Records from a data collection:
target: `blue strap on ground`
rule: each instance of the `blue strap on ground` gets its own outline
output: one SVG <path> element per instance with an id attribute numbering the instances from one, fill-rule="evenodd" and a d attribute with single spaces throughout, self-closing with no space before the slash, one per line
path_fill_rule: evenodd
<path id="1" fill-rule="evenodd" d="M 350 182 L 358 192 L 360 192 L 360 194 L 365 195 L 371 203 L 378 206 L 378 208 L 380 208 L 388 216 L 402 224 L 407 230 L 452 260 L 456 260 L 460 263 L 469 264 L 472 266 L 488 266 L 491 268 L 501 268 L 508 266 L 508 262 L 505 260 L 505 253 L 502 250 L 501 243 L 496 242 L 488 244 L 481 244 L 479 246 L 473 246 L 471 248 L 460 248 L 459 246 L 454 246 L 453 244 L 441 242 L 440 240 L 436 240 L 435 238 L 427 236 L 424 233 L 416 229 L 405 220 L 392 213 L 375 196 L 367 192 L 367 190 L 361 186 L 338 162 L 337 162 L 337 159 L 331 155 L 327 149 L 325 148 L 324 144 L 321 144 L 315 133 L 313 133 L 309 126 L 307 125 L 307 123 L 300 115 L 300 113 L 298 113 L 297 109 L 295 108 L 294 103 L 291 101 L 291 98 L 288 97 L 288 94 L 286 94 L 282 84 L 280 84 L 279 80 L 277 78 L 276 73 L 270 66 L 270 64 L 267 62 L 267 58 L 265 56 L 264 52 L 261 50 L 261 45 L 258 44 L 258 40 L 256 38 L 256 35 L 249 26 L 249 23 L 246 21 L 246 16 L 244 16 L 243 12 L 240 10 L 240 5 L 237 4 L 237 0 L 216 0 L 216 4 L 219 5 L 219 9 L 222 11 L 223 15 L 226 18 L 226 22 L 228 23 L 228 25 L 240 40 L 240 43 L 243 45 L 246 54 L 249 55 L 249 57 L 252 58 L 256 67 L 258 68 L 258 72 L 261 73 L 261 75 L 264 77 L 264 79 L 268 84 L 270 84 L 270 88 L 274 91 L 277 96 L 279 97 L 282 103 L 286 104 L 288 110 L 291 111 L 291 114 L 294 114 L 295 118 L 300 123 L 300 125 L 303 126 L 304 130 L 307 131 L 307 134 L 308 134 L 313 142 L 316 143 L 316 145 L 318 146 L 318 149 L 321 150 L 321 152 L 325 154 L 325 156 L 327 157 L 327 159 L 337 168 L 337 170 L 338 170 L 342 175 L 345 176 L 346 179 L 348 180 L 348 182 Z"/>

DESCRIPTION OF THE TASK: Rewrite each line of the material above as a JSON list of strings, one string per line, and skip any blank lines.

OUTPUT:
[
  "target: `blue strap on ground`",
  "rule: each instance of the `blue strap on ground` gets its own outline",
  "output: one SVG <path> element per instance with an id attribute numbering the instances from one, fill-rule=\"evenodd\" and a d attribute with single spaces throughout, self-closing with no space before the slash, one per line",
  "path_fill_rule: evenodd",
  "<path id=\"1\" fill-rule=\"evenodd\" d=\"M 350 182 L 358 192 L 360 192 L 360 194 L 365 195 L 371 203 L 378 206 L 378 208 L 380 208 L 388 216 L 402 224 L 407 230 L 452 260 L 456 260 L 460 263 L 469 264 L 472 266 L 488 266 L 491 268 L 501 268 L 508 266 L 508 262 L 505 260 L 505 253 L 502 250 L 501 243 L 496 242 L 488 244 L 481 244 L 479 246 L 473 246 L 471 248 L 460 248 L 459 246 L 454 246 L 453 244 L 441 242 L 440 240 L 436 240 L 435 238 L 427 236 L 424 233 L 416 229 L 405 220 L 392 213 L 375 196 L 367 192 L 367 190 L 361 186 L 338 162 L 337 162 L 337 159 L 331 155 L 327 149 L 325 148 L 324 144 L 321 144 L 315 133 L 313 133 L 309 126 L 307 125 L 307 123 L 300 115 L 300 113 L 298 113 L 297 109 L 295 108 L 294 103 L 291 101 L 291 98 L 288 97 L 288 94 L 286 94 L 282 84 L 280 84 L 279 80 L 277 78 L 276 73 L 270 66 L 270 64 L 267 62 L 267 58 L 265 56 L 264 52 L 261 50 L 261 45 L 258 44 L 258 40 L 256 38 L 256 35 L 249 26 L 249 23 L 246 21 L 246 16 L 244 16 L 243 12 L 240 10 L 240 5 L 237 4 L 237 0 L 216 0 L 216 4 L 219 5 L 219 9 L 222 11 L 223 15 L 226 18 L 226 22 L 228 23 L 228 25 L 240 40 L 240 43 L 243 45 L 246 54 L 249 55 L 249 57 L 252 58 L 256 67 L 258 68 L 258 72 L 261 73 L 261 75 L 264 77 L 264 79 L 268 84 L 270 84 L 270 88 L 274 91 L 277 96 L 279 97 L 282 103 L 286 104 L 288 110 L 291 111 L 291 114 L 294 114 L 295 118 L 300 123 L 300 125 L 303 126 L 304 130 L 307 131 L 307 134 L 308 134 L 313 142 L 316 143 L 316 145 L 318 146 L 318 149 L 321 150 L 321 152 L 325 154 L 325 156 L 327 157 L 327 159 L 337 168 L 337 170 L 338 170 L 342 175 L 345 176 L 346 179 L 348 180 L 348 182 Z\"/>"
]